(Pointing records)

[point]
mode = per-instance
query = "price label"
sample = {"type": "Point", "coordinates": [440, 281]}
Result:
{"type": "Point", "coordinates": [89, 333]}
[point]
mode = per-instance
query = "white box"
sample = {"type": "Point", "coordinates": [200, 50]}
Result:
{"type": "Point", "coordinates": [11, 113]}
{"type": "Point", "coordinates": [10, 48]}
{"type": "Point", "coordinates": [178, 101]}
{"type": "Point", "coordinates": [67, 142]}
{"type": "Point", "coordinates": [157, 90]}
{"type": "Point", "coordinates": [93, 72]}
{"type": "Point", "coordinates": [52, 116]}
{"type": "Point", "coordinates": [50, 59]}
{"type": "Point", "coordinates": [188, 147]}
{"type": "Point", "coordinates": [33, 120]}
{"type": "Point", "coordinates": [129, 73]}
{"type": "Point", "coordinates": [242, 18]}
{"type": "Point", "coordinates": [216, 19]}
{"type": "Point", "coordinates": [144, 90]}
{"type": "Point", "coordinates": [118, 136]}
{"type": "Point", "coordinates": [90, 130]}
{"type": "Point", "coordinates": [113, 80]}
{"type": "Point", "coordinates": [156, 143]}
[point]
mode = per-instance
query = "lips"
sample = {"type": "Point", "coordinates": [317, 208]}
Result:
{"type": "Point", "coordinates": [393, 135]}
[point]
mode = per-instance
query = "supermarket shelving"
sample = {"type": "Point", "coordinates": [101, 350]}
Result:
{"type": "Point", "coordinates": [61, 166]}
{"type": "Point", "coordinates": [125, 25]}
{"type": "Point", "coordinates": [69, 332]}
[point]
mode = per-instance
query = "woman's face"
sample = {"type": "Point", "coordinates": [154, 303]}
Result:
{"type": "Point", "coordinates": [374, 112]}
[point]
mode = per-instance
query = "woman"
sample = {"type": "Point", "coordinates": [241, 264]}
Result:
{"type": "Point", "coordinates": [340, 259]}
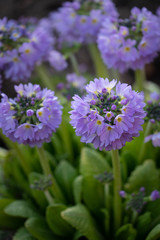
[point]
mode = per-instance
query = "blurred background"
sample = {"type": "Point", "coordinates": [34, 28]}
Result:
{"type": "Point", "coordinates": [41, 8]}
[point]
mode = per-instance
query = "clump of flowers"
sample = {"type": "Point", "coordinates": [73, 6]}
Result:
{"type": "Point", "coordinates": [109, 115]}
{"type": "Point", "coordinates": [80, 20]}
{"type": "Point", "coordinates": [32, 116]}
{"type": "Point", "coordinates": [75, 85]}
{"type": "Point", "coordinates": [130, 43]}
{"type": "Point", "coordinates": [24, 46]}
{"type": "Point", "coordinates": [153, 115]}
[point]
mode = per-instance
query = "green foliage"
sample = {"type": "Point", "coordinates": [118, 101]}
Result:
{"type": "Point", "coordinates": [126, 232]}
{"type": "Point", "coordinates": [21, 208]}
{"type": "Point", "coordinates": [23, 234]}
{"type": "Point", "coordinates": [145, 175]}
{"type": "Point", "coordinates": [143, 224]}
{"type": "Point", "coordinates": [77, 189]}
{"type": "Point", "coordinates": [80, 218]}
{"type": "Point", "coordinates": [65, 175]}
{"type": "Point", "coordinates": [154, 234]}
{"type": "Point", "coordinates": [38, 195]}
{"type": "Point", "coordinates": [38, 228]}
{"type": "Point", "coordinates": [7, 221]}
{"type": "Point", "coordinates": [56, 223]}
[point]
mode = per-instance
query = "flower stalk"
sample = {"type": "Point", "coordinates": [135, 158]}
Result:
{"type": "Point", "coordinates": [56, 191]}
{"type": "Point", "coordinates": [140, 80]}
{"type": "Point", "coordinates": [117, 208]}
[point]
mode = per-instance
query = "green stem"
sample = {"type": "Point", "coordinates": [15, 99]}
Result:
{"type": "Point", "coordinates": [144, 145]}
{"type": "Point", "coordinates": [43, 75]}
{"type": "Point", "coordinates": [100, 68]}
{"type": "Point", "coordinates": [140, 80]}
{"type": "Point", "coordinates": [117, 187]}
{"type": "Point", "coordinates": [74, 64]}
{"type": "Point", "coordinates": [56, 191]}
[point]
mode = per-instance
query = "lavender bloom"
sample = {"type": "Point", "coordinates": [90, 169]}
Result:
{"type": "Point", "coordinates": [80, 21]}
{"type": "Point", "coordinates": [57, 60]}
{"type": "Point", "coordinates": [155, 195]}
{"type": "Point", "coordinates": [155, 139]}
{"type": "Point", "coordinates": [97, 122]}
{"type": "Point", "coordinates": [28, 123]}
{"type": "Point", "coordinates": [130, 43]}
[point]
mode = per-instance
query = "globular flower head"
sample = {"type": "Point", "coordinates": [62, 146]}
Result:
{"type": "Point", "coordinates": [32, 116]}
{"type": "Point", "coordinates": [98, 122]}
{"type": "Point", "coordinates": [130, 43]}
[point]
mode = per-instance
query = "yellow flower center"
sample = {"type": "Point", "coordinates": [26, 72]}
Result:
{"type": "Point", "coordinates": [99, 122]}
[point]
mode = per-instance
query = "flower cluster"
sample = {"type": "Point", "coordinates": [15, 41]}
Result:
{"type": "Point", "coordinates": [130, 43]}
{"type": "Point", "coordinates": [32, 116]}
{"type": "Point", "coordinates": [75, 85]}
{"type": "Point", "coordinates": [22, 47]}
{"type": "Point", "coordinates": [153, 115]}
{"type": "Point", "coordinates": [80, 20]}
{"type": "Point", "coordinates": [105, 117]}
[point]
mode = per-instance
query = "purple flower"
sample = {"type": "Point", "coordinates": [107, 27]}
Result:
{"type": "Point", "coordinates": [130, 43]}
{"type": "Point", "coordinates": [155, 195]}
{"type": "Point", "coordinates": [29, 123]}
{"type": "Point", "coordinates": [155, 139]}
{"type": "Point", "coordinates": [112, 128]}
{"type": "Point", "coordinates": [57, 60]}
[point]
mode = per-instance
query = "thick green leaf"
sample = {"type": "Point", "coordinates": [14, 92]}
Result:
{"type": "Point", "coordinates": [39, 229]}
{"type": "Point", "coordinates": [143, 224]}
{"type": "Point", "coordinates": [23, 234]}
{"type": "Point", "coordinates": [154, 234]}
{"type": "Point", "coordinates": [154, 209]}
{"type": "Point", "coordinates": [56, 223]}
{"type": "Point", "coordinates": [21, 208]}
{"type": "Point", "coordinates": [7, 221]}
{"type": "Point", "coordinates": [65, 175]}
{"type": "Point", "coordinates": [37, 194]}
{"type": "Point", "coordinates": [126, 232]}
{"type": "Point", "coordinates": [92, 162]}
{"type": "Point", "coordinates": [80, 218]}
{"type": "Point", "coordinates": [145, 175]}
{"type": "Point", "coordinates": [93, 194]}
{"type": "Point", "coordinates": [77, 189]}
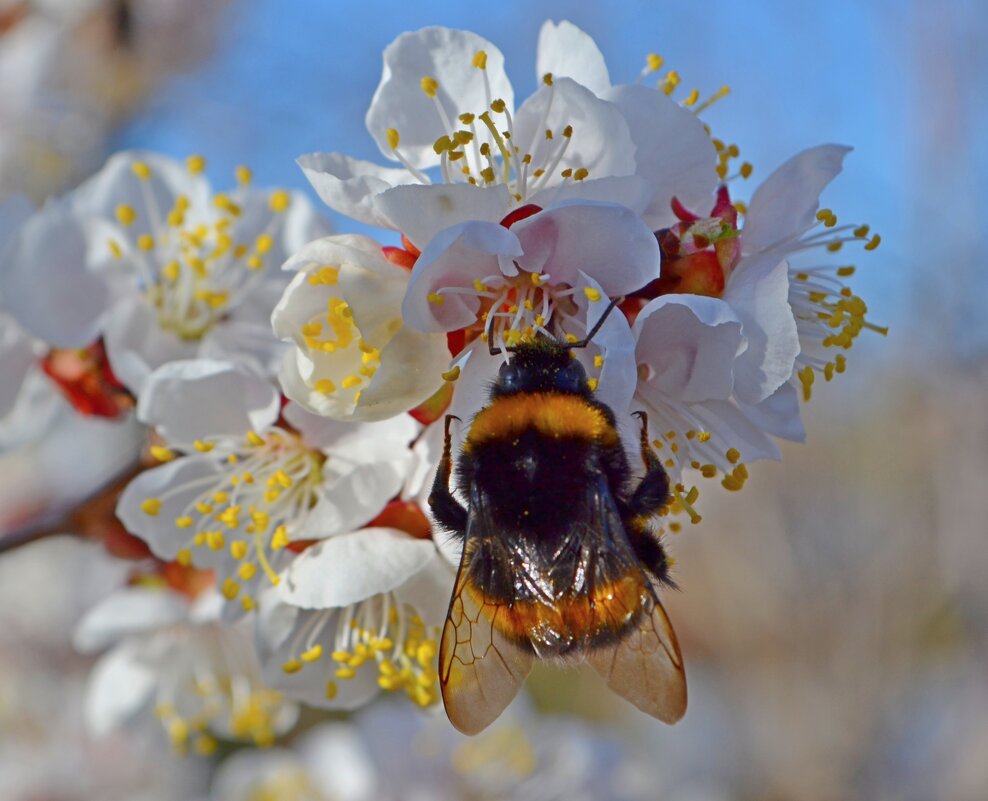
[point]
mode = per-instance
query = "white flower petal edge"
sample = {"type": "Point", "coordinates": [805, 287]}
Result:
{"type": "Point", "coordinates": [351, 567]}
{"type": "Point", "coordinates": [354, 358]}
{"type": "Point", "coordinates": [785, 205]}
{"type": "Point", "coordinates": [46, 283]}
{"type": "Point", "coordinates": [201, 398]}
{"type": "Point", "coordinates": [565, 50]}
{"type": "Point", "coordinates": [758, 292]}
{"type": "Point", "coordinates": [448, 58]}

* [TO DO]
Transcribe the listing in full and omit the pictures.

* [ANSWER BELOW]
[point]
mode = per-instance
query = "price label"
sample = {"type": "Point", "coordinates": [440, 281]}
Result:
{"type": "Point", "coordinates": [89, 333]}
[point]
mode = per-instance
query = "white box"
sample = {"type": "Point", "coordinates": [200, 50]}
Result:
{"type": "Point", "coordinates": [11, 113]}
{"type": "Point", "coordinates": [10, 48]}
{"type": "Point", "coordinates": [178, 101]}
{"type": "Point", "coordinates": [67, 142]}
{"type": "Point", "coordinates": [157, 90]}
{"type": "Point", "coordinates": [93, 72]}
{"type": "Point", "coordinates": [52, 116]}
{"type": "Point", "coordinates": [50, 59]}
{"type": "Point", "coordinates": [188, 147]}
{"type": "Point", "coordinates": [33, 120]}
{"type": "Point", "coordinates": [129, 73]}
{"type": "Point", "coordinates": [242, 18]}
{"type": "Point", "coordinates": [216, 19]}
{"type": "Point", "coordinates": [144, 90]}
{"type": "Point", "coordinates": [118, 136]}
{"type": "Point", "coordinates": [90, 130]}
{"type": "Point", "coordinates": [113, 80]}
{"type": "Point", "coordinates": [156, 143]}
[point]
mode = per-instance
query = "lips"
sample = {"type": "Point", "coordinates": [317, 208]}
Result:
{"type": "Point", "coordinates": [393, 135]}
[point]
mode = per-instance
query = "supermarket shelving"
sample = {"type": "Point", "coordinates": [101, 350]}
Result:
{"type": "Point", "coordinates": [61, 166]}
{"type": "Point", "coordinates": [125, 25]}
{"type": "Point", "coordinates": [69, 332]}
[point]
mode = per-instance
query = "woman's face"
sample = {"type": "Point", "coordinates": [154, 303]}
Result:
{"type": "Point", "coordinates": [374, 112]}
[point]
mode = per-instance
query = "woman"
sample = {"type": "Point", "coordinates": [241, 264]}
Result:
{"type": "Point", "coordinates": [340, 259]}
[point]
mode = per-instance
query = "blurred background"
sample = {"type": "Point", "coordinates": [34, 28]}
Result:
{"type": "Point", "coordinates": [41, 8]}
[point]
mode = per-instance
query = "clump of flowers"
sample = {"type": "Point", "coordinates": [73, 6]}
Result:
{"type": "Point", "coordinates": [109, 115]}
{"type": "Point", "coordinates": [80, 20]}
{"type": "Point", "coordinates": [32, 116]}
{"type": "Point", "coordinates": [75, 85]}
{"type": "Point", "coordinates": [130, 43]}
{"type": "Point", "coordinates": [24, 46]}
{"type": "Point", "coordinates": [153, 115]}
[point]
mode = per-instance
query = "green foliage"
sample = {"type": "Point", "coordinates": [118, 101]}
Result:
{"type": "Point", "coordinates": [126, 232]}
{"type": "Point", "coordinates": [21, 208]}
{"type": "Point", "coordinates": [23, 234]}
{"type": "Point", "coordinates": [145, 175]}
{"type": "Point", "coordinates": [143, 224]}
{"type": "Point", "coordinates": [77, 189]}
{"type": "Point", "coordinates": [80, 218]}
{"type": "Point", "coordinates": [65, 175]}
{"type": "Point", "coordinates": [154, 234]}
{"type": "Point", "coordinates": [38, 195]}
{"type": "Point", "coordinates": [38, 228]}
{"type": "Point", "coordinates": [7, 221]}
{"type": "Point", "coordinates": [56, 223]}
[point]
mode = per-instance
query = "flower stalk"
sample = {"type": "Point", "coordinates": [135, 158]}
Result:
{"type": "Point", "coordinates": [56, 191]}
{"type": "Point", "coordinates": [140, 80]}
{"type": "Point", "coordinates": [117, 208]}
[point]
mode = per-instance
query = "green stem"
sample = {"type": "Point", "coordinates": [15, 99]}
Result:
{"type": "Point", "coordinates": [144, 145]}
{"type": "Point", "coordinates": [43, 75]}
{"type": "Point", "coordinates": [100, 68]}
{"type": "Point", "coordinates": [140, 80]}
{"type": "Point", "coordinates": [117, 187]}
{"type": "Point", "coordinates": [74, 64]}
{"type": "Point", "coordinates": [56, 191]}
[point]
mode = per-instance
query = "lavender bloom"
sample = {"type": "Point", "coordinates": [90, 169]}
Result:
{"type": "Point", "coordinates": [80, 21]}
{"type": "Point", "coordinates": [57, 60]}
{"type": "Point", "coordinates": [155, 195]}
{"type": "Point", "coordinates": [155, 139]}
{"type": "Point", "coordinates": [97, 122]}
{"type": "Point", "coordinates": [28, 123]}
{"type": "Point", "coordinates": [130, 43]}
[point]
mode = per-instance
query = "globular flower head"
sample = {"type": "Point", "coordinates": [62, 146]}
Result:
{"type": "Point", "coordinates": [32, 116]}
{"type": "Point", "coordinates": [98, 122]}
{"type": "Point", "coordinates": [130, 43]}
[point]
mode = per-instance
query = "yellow flower center"
sample = {"type": "Point", "coordinates": [26, 72]}
Result:
{"type": "Point", "coordinates": [99, 122]}
[point]
mode = per-instance
query = "flower cluster"
sample = {"type": "Point", "coordinates": [15, 41]}
Result:
{"type": "Point", "coordinates": [130, 43]}
{"type": "Point", "coordinates": [32, 116]}
{"type": "Point", "coordinates": [75, 85]}
{"type": "Point", "coordinates": [22, 47]}
{"type": "Point", "coordinates": [153, 115]}
{"type": "Point", "coordinates": [80, 20]}
{"type": "Point", "coordinates": [105, 117]}
[point]
mode = per-instance
query = "purple flower"
sample = {"type": "Point", "coordinates": [107, 27]}
Result:
{"type": "Point", "coordinates": [130, 43]}
{"type": "Point", "coordinates": [155, 195]}
{"type": "Point", "coordinates": [29, 123]}
{"type": "Point", "coordinates": [155, 139]}
{"type": "Point", "coordinates": [112, 128]}
{"type": "Point", "coordinates": [57, 60]}
[point]
mode = per-instance
query = "thick green leaf"
sample = {"type": "Point", "coordinates": [14, 92]}
Result:
{"type": "Point", "coordinates": [39, 229]}
{"type": "Point", "coordinates": [143, 224]}
{"type": "Point", "coordinates": [23, 234]}
{"type": "Point", "coordinates": [154, 234]}
{"type": "Point", "coordinates": [154, 209]}
{"type": "Point", "coordinates": [56, 223]}
{"type": "Point", "coordinates": [21, 208]}
{"type": "Point", "coordinates": [7, 221]}
{"type": "Point", "coordinates": [65, 175]}
{"type": "Point", "coordinates": [37, 194]}
{"type": "Point", "coordinates": [126, 232]}
{"type": "Point", "coordinates": [92, 162]}
{"type": "Point", "coordinates": [80, 218]}
{"type": "Point", "coordinates": [145, 175]}
{"type": "Point", "coordinates": [93, 194]}
{"type": "Point", "coordinates": [77, 189]}
[point]
mode = per-instance
query = "white flower petal edge"
sample = {"type": "Point", "coordinates": [805, 287]}
Result:
{"type": "Point", "coordinates": [351, 567]}
{"type": "Point", "coordinates": [354, 358]}
{"type": "Point", "coordinates": [785, 205]}
{"type": "Point", "coordinates": [46, 283]}
{"type": "Point", "coordinates": [201, 398]}
{"type": "Point", "coordinates": [565, 50]}
{"type": "Point", "coordinates": [758, 292]}
{"type": "Point", "coordinates": [448, 58]}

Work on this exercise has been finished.